[Votre tâche]: Reproduisez mot pour mot le passage de l'extrait sur le développement de l'enfant qui commence par « Je ne sais pas » et se poursuit jusqu'à « ses longues réponses. ».

Mon boulot, c'est donc la socio-économie, mais ma femme et moi avons également élevé cinq enfants. Ils ont 22 ans et plus, et on peut dire qu'ils sont à peu près tous devenus de véritables adultes. Je crois que j'en sais plus sur le développement de l'enfant pour avoir élevé ces enfants plutôt que pour avoir beaucoup lu sur la question. Mais nous verrons bien.

Quant à Katherine Scott, elle s'est frottée un peu moins directement au développement de l'enfant. Avant d'arriver au Conseil, elle a travaillé pendant plusieurs années au ministère des Services sociaux et communautaires de l'Ontario, ce qui lui donne une connaissance très directe des programmes et des services.

Je ne sais pas ce que le comité a fait jusqu'à maintenant au cours de ses audiences ni si vous avez surtout discuté avec des psychiatres pour enfants. Ce n'est pas que je veuille les dénigrer, mais ils vous montrent un point de vue bien pointu. Ce qui m'intéresse plus, et qui me semble plus important, c'est de brosser un tableau beaucoup plus général.

C'est bien beau de parler des enfants qui se font garder par leurs parents ou dans une garderie, à but lucratif ou pas, ou de savoir s'ils fréquentent tel ou tel programme préscolaire, mais si la société autour de vous s'écroule, la façon dont vous vous faites garder ne fera beaucoup de différence. Il faut donc avoir une idée exacte de ce qui se passe dans la société. C'est d'ailleurs ce que vous expliquait le docteur Steinhauer dans une de ses longues réponses.

Dans notre document sur la pauvreté chez les enfants, il y a une chose qui nous intéresse et que nous avons tenté d'illustrer par les sondages et les chiffres qui s'y trouvent: si l'on tend à privatiser ou à individualiser la société - c'est-à-dire si l'on met l'accent de façon accrue sur la famille et sur la collectivité, peu importe la façon dont celle-ci se définit - et si l'on s'attend à ce que ce soit elles qui règlent les problèmes socio-économiques du Canada tandis que l'État se retire de plus en plus du réseau économique et de sécurité sociale, cela ne fait qu'ajouter au stress qui est imposé à la famille et à la collectivité. C'est cela qui nous préoccupe.

Avec cette privatisation, l'État se décharge de sa responsabilité en matière de sécurité économique et sociale, et les familles doivent apprendre à devenir plus autonomes, ce qu'elles ne peuvent réussir qu'en s'appuyant de façon accrue sur le marché. D'un point de vue économique, le moteur de la libre entreprise vrombit de plus en plus vigoureusement, tandis que le gouvernement se retire petit à petit de la gestion de l'économie et de la prestation des mesures d'aide sociale.

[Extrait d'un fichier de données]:
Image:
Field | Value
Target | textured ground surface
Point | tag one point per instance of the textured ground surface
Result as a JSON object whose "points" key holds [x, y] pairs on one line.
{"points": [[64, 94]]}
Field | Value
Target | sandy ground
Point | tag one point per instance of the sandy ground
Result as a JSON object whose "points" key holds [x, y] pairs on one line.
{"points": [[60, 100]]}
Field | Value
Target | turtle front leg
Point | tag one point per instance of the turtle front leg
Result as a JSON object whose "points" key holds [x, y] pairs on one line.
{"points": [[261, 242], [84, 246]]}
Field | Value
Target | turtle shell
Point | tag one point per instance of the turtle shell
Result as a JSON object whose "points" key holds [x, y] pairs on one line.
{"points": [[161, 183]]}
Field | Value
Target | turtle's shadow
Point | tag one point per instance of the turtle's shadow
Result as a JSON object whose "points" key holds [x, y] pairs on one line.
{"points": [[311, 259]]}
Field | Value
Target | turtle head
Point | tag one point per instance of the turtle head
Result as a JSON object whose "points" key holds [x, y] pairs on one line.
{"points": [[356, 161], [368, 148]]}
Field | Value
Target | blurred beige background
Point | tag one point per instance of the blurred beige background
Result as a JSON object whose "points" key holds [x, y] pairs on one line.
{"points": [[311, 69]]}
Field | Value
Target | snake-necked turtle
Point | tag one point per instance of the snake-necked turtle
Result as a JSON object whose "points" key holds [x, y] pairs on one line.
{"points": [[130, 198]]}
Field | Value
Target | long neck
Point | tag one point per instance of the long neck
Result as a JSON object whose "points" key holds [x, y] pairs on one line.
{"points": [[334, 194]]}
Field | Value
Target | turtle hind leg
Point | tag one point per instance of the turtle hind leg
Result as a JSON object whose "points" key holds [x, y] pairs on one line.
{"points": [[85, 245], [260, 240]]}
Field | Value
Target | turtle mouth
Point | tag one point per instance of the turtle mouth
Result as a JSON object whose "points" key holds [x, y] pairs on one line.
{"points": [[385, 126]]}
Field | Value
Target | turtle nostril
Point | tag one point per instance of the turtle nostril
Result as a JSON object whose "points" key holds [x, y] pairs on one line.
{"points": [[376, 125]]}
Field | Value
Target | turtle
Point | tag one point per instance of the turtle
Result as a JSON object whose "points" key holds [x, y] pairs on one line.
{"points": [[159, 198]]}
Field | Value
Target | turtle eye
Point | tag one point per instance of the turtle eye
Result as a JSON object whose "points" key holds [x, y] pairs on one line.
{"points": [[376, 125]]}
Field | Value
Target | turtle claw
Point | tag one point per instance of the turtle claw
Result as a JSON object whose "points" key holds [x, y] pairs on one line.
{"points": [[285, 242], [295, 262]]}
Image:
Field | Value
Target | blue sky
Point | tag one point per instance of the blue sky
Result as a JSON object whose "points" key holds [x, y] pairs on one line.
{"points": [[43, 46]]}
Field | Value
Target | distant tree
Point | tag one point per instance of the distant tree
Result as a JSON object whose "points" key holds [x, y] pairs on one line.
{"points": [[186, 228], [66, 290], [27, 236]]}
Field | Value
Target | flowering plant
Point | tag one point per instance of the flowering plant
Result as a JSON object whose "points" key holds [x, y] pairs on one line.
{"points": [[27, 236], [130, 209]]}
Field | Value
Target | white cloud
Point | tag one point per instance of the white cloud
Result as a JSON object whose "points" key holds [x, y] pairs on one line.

[Votre réponse]:
Je ne sais pas ce que le comité a fait jusqu'à maintenant au cours de ses audiences ni si vous avez surtout discuté avec des psychiatres pour enfants. Ce n'est pas que je veuille les dénigrer, mais ils vous montrent un point de vue bien pointu. Ce qui m'intéresse plus, et qui me semble plus important, c'est de brosser un tableau beaucoup plus général.

C'est bien beau de parler des enfants qui se font garder par leurs parents ou dans une garderie, à but lucratif ou pas, ou de savoir s'ils fréquentent tel ou tel programme préscolaire, mais si la société autour de vous s'écroule, la façon dont vous vous faites garder ne fera beaucoup de différence. Il faut donc avoir une idée exacte de ce qui se passe dans la société. C'est d'ailleurs ce que vous expliquait le docteur Steinhauer dans une de ses longues réponses.